• EXERCISE BRIEF: Give back exactly the lines spanning from the one containing "Can you spot the gray" to the final line of the records below, and no others.

Stored data entries

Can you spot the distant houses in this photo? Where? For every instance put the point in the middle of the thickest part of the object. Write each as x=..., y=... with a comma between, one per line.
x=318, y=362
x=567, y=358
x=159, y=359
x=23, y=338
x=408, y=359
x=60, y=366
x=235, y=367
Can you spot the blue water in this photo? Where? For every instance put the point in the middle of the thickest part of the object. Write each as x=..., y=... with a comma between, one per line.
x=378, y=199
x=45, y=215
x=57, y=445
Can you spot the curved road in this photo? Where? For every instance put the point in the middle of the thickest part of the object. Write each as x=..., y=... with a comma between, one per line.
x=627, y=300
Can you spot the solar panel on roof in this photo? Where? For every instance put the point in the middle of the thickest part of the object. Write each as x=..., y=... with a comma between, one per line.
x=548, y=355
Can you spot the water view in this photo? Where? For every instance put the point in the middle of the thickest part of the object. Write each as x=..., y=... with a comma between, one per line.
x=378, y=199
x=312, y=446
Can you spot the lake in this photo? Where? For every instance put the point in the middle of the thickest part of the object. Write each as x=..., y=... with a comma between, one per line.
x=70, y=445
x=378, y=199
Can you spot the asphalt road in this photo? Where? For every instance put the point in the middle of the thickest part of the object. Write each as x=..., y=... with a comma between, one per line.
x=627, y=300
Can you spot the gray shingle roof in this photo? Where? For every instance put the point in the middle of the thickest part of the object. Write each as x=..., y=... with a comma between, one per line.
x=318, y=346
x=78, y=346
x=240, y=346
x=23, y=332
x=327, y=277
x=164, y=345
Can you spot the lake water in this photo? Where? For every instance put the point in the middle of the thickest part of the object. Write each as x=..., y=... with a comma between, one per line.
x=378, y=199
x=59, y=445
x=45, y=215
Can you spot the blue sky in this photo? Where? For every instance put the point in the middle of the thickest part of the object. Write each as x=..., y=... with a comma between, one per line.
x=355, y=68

• SOLUTION FOR THIS EXERCISE:
Can you spot the gray shingle roof in this photo? Where? For every instance put the point in the middle of the thickest part of the object. Write each as x=..., y=... with a comma between, one per line.
x=318, y=346
x=78, y=346
x=240, y=346
x=23, y=332
x=327, y=277
x=164, y=345
Can you spot the lake water in this photo? Where? For every instance put the point in the middle of the thickest part of the object. Write each as x=..., y=... with a comma between, one per line.
x=378, y=199
x=59, y=445
x=45, y=215
Can you spot the blue sky in this photo? Where? For every instance put the point in the middle of the thickest part of the object. Write each as x=..., y=... with a comma between, one per line.
x=355, y=68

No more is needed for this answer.